*TASK TO COMPLETE*.
Starting with the first line and going on through the line with "743], [1024, 742]]]", scale every coordinate in the answers by 1.6, rounding to whole numbers with halves going up. Write out only those lines, every one of them, with everything but the answer coordinates left as is.

*Lines from an annotation dataset*.
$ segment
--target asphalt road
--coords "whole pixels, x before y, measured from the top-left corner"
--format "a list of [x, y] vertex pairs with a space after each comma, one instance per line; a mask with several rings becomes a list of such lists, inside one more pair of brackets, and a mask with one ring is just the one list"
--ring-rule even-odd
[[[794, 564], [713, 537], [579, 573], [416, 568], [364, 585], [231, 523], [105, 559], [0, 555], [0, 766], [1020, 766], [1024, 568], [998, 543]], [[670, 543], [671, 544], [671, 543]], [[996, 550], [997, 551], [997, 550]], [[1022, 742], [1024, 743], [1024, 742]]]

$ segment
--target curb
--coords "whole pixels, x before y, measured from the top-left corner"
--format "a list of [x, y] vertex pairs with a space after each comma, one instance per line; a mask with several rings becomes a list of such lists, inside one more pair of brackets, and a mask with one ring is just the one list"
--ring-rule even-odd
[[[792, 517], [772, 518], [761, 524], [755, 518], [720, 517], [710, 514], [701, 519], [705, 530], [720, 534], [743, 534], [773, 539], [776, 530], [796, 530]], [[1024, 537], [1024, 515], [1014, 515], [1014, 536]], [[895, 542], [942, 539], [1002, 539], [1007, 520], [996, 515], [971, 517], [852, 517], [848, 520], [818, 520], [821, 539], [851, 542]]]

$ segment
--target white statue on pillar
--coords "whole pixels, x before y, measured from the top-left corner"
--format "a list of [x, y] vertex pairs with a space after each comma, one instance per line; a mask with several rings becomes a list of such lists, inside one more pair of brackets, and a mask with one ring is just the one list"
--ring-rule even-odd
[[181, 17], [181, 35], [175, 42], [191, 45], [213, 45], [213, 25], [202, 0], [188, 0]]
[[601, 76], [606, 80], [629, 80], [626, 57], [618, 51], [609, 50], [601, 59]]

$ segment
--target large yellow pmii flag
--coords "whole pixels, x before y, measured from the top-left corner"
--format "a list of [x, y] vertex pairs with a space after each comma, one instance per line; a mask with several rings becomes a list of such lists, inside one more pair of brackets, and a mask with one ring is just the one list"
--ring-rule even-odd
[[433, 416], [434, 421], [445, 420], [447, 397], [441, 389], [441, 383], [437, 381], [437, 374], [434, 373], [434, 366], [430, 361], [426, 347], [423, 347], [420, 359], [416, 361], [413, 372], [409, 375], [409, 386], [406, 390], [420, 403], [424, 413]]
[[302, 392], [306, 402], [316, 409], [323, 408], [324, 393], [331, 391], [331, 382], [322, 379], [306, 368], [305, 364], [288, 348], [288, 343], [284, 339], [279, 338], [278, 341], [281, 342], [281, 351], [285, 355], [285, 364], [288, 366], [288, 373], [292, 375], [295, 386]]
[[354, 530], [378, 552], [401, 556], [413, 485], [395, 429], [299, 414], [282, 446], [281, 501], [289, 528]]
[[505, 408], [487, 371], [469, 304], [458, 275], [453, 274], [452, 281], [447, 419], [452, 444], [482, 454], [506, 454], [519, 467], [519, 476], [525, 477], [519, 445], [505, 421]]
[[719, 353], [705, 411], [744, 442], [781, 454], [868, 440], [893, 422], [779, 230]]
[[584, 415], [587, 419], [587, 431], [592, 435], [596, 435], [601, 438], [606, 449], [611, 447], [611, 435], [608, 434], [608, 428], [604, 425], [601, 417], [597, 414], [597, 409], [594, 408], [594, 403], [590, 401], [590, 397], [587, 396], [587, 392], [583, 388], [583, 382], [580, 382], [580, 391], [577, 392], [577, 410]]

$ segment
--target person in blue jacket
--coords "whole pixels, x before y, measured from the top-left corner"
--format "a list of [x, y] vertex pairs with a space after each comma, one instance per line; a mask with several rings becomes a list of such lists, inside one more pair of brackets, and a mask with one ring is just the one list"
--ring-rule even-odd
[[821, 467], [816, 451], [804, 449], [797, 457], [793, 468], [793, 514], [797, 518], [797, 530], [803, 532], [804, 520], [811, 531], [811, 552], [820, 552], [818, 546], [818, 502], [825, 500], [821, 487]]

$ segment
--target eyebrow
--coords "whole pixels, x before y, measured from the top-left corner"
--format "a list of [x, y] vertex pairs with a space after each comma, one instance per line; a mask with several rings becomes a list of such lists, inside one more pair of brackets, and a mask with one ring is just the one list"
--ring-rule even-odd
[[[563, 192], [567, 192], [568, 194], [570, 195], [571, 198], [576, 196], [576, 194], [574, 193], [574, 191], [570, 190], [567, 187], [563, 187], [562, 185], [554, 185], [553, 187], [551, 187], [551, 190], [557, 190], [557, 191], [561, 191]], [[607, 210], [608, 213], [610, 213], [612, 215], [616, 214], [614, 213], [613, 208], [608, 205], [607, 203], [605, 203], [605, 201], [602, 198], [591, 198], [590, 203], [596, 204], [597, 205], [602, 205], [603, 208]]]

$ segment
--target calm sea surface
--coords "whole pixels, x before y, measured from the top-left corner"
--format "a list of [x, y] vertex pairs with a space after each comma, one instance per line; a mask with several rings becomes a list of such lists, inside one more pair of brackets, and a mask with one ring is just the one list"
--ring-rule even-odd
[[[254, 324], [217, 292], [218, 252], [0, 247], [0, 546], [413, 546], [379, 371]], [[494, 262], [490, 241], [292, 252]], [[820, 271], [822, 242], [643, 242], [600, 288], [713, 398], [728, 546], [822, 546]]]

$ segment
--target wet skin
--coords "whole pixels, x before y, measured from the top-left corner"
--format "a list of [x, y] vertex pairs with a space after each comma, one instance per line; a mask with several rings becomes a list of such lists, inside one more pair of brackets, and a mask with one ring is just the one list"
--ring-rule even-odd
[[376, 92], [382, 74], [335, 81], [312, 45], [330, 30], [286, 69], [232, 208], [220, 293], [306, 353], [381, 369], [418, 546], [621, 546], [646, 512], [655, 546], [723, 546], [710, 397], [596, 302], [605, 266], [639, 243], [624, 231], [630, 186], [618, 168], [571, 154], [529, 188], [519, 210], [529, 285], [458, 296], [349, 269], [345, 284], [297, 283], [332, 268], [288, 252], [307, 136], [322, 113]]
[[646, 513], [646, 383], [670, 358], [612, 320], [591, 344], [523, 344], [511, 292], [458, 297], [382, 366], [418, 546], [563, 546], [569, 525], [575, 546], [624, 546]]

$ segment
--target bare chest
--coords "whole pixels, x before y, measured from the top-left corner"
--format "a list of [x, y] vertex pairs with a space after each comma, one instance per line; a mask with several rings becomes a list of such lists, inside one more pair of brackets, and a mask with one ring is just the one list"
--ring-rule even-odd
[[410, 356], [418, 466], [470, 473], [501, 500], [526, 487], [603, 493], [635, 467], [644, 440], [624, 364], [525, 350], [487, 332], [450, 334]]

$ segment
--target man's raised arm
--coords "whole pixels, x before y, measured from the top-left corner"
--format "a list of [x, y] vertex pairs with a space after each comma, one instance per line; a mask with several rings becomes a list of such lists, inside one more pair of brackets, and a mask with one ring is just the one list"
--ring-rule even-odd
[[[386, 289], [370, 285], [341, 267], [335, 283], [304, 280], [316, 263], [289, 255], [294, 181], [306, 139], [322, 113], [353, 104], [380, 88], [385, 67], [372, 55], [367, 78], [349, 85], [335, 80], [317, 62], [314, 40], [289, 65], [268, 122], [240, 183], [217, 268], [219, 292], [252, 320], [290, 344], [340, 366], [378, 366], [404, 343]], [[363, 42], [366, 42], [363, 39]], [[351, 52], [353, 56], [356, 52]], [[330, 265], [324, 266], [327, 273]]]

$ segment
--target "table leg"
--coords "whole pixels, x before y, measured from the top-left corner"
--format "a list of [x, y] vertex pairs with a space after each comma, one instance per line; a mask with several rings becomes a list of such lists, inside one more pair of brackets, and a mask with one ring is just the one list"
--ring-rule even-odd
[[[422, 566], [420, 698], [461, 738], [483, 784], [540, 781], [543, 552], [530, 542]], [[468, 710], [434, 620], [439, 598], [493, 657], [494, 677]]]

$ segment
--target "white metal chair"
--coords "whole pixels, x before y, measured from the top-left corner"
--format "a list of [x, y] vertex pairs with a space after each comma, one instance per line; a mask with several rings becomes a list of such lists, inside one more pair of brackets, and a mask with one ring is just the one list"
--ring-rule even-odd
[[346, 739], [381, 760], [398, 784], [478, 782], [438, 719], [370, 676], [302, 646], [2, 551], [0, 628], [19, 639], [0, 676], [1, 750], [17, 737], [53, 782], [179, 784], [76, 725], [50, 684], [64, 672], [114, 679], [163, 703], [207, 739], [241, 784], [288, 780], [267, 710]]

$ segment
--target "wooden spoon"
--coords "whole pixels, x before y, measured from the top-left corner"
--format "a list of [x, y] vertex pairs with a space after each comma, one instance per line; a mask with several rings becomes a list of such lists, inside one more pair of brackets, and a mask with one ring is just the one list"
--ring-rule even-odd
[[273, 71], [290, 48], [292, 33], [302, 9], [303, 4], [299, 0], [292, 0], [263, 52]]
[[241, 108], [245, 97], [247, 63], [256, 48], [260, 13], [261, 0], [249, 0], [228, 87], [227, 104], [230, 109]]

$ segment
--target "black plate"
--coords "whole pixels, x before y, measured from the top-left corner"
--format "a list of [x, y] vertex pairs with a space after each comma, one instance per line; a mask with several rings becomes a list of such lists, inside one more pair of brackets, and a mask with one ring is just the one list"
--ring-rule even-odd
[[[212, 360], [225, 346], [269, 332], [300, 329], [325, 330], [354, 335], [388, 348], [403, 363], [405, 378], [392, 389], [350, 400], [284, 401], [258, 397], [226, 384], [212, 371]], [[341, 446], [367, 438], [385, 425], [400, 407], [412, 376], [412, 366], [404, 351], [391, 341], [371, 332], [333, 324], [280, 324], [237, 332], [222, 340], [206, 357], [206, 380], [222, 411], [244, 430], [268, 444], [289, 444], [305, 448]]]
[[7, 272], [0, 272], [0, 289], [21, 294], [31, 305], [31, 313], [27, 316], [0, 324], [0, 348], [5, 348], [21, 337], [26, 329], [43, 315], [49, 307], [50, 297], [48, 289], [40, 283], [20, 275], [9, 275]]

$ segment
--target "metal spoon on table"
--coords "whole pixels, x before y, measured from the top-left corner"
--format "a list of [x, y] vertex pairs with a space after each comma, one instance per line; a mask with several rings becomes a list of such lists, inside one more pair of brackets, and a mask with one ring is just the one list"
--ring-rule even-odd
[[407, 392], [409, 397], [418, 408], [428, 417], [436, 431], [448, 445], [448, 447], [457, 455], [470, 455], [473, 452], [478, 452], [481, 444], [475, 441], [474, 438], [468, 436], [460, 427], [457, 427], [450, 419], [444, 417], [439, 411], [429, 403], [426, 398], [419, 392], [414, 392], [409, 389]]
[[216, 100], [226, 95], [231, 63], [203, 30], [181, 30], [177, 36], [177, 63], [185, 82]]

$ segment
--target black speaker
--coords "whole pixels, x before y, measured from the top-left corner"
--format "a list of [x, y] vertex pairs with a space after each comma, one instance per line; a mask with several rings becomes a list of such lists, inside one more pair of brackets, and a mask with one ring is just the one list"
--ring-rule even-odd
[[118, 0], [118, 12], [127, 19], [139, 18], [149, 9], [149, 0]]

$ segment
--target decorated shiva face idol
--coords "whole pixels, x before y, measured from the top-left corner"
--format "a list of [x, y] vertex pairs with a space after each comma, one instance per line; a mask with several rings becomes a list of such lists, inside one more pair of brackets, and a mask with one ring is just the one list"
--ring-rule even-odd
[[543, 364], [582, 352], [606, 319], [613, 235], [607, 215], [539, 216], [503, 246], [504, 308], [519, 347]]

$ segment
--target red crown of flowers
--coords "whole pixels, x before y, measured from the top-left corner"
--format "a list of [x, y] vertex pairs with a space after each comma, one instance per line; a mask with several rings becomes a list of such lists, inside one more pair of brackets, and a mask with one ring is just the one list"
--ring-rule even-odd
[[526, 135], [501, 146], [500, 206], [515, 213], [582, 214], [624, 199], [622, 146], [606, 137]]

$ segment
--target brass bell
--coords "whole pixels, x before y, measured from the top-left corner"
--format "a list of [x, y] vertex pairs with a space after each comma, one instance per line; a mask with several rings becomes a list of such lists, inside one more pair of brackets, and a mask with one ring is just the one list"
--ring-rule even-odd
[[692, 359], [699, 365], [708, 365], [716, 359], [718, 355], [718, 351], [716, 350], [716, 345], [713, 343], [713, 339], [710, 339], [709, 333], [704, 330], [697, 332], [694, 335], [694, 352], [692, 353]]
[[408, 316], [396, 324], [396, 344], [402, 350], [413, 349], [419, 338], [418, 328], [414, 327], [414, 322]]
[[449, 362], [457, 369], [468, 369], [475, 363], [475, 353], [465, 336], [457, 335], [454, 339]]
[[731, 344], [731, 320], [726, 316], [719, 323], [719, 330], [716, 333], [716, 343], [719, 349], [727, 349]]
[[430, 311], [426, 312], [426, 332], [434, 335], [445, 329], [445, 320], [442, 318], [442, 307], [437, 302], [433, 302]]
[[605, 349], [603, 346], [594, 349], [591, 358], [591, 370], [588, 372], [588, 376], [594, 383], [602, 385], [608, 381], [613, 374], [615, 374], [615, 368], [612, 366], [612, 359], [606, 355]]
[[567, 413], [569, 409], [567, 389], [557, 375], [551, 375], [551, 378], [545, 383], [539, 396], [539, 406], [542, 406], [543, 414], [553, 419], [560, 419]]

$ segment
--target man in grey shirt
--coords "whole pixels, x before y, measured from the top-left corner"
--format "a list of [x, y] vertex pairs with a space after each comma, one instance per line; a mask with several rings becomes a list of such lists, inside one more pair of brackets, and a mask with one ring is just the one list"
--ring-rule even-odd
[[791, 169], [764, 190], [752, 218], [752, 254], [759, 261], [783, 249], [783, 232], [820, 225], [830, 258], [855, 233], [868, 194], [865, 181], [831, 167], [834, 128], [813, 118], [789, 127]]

*EXERCISE OUTPUT*.
$ segment
--target asphalt road
--coords "whole pixels, x before y, measured from the top-left corner"
--format "a list of [x, y] vertex pairs with a space after each comma, one instance per line; a mask with several rings becomes a list of such lists, inside one more pair of brackets, and a mask with one ring is just the one list"
--ring-rule even-odd
[[[1270, 902], [1141, 859], [926, 917], [666, 909], [582, 936], [370, 837], [168, 894], [0, 888], [0, 1226], [1632, 1226], [1638, 909], [1597, 869]], [[1072, 869], [1074, 870], [1074, 869]], [[1594, 880], [1595, 882], [1595, 880]], [[1635, 1187], [1638, 1189], [1638, 1187]]]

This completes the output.